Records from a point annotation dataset
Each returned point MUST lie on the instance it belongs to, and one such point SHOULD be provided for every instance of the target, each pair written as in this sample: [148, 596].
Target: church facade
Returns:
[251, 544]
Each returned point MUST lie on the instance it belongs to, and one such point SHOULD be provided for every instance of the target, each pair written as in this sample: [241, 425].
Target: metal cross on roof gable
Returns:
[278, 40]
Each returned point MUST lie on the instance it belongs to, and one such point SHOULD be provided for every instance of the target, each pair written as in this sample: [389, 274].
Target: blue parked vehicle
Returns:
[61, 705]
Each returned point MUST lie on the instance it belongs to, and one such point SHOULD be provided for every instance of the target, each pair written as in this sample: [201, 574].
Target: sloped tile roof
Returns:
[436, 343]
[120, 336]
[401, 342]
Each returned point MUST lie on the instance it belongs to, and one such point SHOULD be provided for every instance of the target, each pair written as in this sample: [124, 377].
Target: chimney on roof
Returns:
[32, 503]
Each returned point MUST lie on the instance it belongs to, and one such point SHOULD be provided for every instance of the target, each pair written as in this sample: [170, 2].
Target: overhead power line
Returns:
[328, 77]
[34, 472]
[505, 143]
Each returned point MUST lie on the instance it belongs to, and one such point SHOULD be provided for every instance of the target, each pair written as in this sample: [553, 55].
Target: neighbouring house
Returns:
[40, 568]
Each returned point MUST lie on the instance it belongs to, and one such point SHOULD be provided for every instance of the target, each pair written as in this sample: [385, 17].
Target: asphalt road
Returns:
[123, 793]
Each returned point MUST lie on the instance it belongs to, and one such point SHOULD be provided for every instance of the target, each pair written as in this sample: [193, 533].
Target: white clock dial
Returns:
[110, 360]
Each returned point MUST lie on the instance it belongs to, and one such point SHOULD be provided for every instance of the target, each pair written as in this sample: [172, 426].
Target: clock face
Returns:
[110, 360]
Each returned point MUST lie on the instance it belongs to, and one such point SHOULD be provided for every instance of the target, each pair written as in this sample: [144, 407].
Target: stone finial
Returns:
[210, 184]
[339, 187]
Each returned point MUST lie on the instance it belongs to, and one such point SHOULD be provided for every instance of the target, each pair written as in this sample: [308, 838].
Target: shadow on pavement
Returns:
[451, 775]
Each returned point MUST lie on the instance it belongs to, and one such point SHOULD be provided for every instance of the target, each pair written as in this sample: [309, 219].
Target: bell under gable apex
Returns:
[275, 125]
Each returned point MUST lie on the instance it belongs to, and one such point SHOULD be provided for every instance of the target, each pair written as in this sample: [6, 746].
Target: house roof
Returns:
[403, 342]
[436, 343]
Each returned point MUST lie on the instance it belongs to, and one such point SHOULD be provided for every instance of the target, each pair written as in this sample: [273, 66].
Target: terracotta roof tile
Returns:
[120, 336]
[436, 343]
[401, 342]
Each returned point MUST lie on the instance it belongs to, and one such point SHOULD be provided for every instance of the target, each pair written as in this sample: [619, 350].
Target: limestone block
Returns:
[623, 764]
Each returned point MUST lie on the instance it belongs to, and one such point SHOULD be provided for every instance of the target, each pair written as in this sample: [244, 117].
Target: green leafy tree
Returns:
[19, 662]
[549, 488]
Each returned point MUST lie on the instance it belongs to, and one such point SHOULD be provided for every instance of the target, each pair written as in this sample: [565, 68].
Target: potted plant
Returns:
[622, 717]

WHAT YOU SHOULD DO:
Copy out the material above line for line, with no changes.

FINISHED ANSWER:
Each returned point MUST lie on the instance it belongs to, and one such point SHOULD be provided for every instance of the target, each pair written as in this sample: [148, 596].
Target: church facade
Returns:
[251, 544]
Each returned point MUST lie on the instance it belongs to, and one such point SHOULD be provided for every instance of the target, each pair written as in this sample: [241, 425].
Target: metal cross on roof gable
Returns:
[278, 40]
Each returned point MUST lie on the instance it belongs to, and one such point SHOULD be provided for every instance of the target, each pair written as in this sample: [389, 274].
Target: blue parked vehicle
Returns:
[61, 705]
Each returned point MUST lie on the instance it belongs to, and one such point SHOULD be provided for every instance of the target, each pair written as in this sample: [201, 574].
Target: sloped tile roof
Returns:
[436, 343]
[120, 336]
[401, 342]
Each returned point MUST lie on the instance it belongs to, and one such point SHOULD be provided for every instance of the target, each pair written as in this sample: [124, 377].
Target: chimney on roof
Returns:
[32, 503]
Each returned point MUST lie on the instance it belongs to, and one such point SHOULD be provided for every instance of the target, each pair written as in this sample: [170, 2].
Target: overhead power line
Returns:
[328, 77]
[34, 472]
[505, 143]
Each returned point MUST lie on the instance it belongs to, and one such point SHOULD be provided for every instance of the target, each pair written as in this sample: [553, 55].
Target: neighbouring house
Returns:
[40, 568]
Each returned point MUST lie on the instance it belongs to, and one such point SHOULD be provided for every instance of the target, each pair written as in this sample: [385, 17].
Target: asphalt road
Returns:
[123, 793]
Each returned point MUST lie on the instance it belongs to, and one such point SHOULD be provided for every instance of the target, each pair written as in this sample: [193, 533].
Target: white clock dial
Returns:
[110, 360]
Each returned point MUST lie on the instance it belongs to, and one such point SHOULD be provided for every instance of the target, each pair written as in this sample: [172, 426].
Target: clock face
Returns:
[110, 360]
Each returned point MUST lie on the instance it belongs to, and one such point SHOULD be provided for every instance of the target, each pair written as in this sample: [144, 407].
Target: stone finial
Returns:
[210, 184]
[339, 187]
Each returned point MUST lie on the instance it belongs to, and one such point SHOULD be provided for every instance of the target, each pair written as in this sample: [308, 838].
Target: shadow on pavement
Returns:
[451, 775]
Each returned point MUST lie on the instance it belongs to, and one such point SHOULD be provided for every instance of the target, each pair written as in this sample: [309, 219].
Target: bell under gable apex
Returns:
[275, 125]
Each returned point MUST lie on the instance it belongs to, and one such point SHOULD be provided for every instance of the target, each pair written as in this sample: [6, 746].
Target: house roof
Returns:
[403, 342]
[436, 343]
Each returned point MUST lie on the instance it belongs to, and one such point SHOULD be provided for every instance of the target, each pair written as in this sample: [273, 66].
Target: terracotta roof tile
Returns:
[120, 336]
[436, 343]
[401, 342]
Each returned point MUST lie on the instance it belongs to, and one such point SHOULD be provided for every instance of the target, each pair written as in this sample: [619, 350].
Target: limestone block
Returns:
[623, 764]
Each returned point MUST lie on the instance it belongs to, and one such point SHOULD be provided for every instance of the target, each pair written as in this sample: [244, 117].
Target: green leafy tree
Returns:
[19, 662]
[549, 488]
Each returned point MUST lie on the instance it belongs to, and one such point SHOULD be provided for every instance of the target, each pair written as in this sample: [565, 68].
Target: potted plant
Returns:
[622, 717]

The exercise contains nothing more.